WORK TO COMPLETE>
Present the lines of the records, starting at the line that contains "</instance>" and ending at the line that contains "160L425 159L415 174L464", as a Markdown table with the columns Number and Content, leaving out blank lines.

THE DATA>
╭──
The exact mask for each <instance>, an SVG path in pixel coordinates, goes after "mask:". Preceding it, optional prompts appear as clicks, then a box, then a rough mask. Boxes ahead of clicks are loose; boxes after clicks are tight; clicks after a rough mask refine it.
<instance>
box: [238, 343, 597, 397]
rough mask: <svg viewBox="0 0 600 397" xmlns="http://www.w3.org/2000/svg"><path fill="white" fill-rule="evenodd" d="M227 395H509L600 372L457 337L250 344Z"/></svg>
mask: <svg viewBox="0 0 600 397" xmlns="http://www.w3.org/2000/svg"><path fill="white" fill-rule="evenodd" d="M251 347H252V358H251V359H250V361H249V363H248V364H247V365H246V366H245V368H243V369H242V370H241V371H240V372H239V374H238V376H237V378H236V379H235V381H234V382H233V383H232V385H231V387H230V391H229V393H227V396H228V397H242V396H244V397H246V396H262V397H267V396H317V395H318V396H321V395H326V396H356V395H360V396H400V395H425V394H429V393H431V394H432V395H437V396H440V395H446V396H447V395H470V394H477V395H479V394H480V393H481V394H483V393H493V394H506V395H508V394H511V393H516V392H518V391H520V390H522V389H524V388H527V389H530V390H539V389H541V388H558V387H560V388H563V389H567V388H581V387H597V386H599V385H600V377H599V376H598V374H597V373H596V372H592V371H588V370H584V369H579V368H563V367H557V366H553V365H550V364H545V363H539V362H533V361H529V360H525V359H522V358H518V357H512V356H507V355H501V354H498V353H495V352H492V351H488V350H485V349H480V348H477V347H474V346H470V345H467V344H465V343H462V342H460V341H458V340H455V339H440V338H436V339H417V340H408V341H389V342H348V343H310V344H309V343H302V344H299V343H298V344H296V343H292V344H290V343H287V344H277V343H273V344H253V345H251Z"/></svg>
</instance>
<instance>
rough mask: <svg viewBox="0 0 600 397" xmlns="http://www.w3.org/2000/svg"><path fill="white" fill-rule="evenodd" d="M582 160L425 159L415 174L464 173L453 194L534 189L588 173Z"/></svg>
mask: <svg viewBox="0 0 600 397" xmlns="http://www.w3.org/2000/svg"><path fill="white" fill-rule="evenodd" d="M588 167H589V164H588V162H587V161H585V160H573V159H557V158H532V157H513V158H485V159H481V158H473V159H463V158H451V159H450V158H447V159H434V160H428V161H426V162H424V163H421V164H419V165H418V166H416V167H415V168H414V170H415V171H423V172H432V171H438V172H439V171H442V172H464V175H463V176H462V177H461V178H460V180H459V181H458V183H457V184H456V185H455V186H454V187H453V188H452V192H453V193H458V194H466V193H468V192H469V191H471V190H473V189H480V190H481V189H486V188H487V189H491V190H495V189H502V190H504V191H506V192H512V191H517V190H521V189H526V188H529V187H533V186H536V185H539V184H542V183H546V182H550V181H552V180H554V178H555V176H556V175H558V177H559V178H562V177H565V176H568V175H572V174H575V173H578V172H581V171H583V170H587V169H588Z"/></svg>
╰──
RESULT OF THIS TASK>
| Number | Content |
|---|---|
| 1 | </instance> |
| 2 | <instance> |
| 3 | rough mask: <svg viewBox="0 0 600 397" xmlns="http://www.w3.org/2000/svg"><path fill="white" fill-rule="evenodd" d="M582 160L425 159L415 174L464 173L453 194L534 189L588 173Z"/></svg> |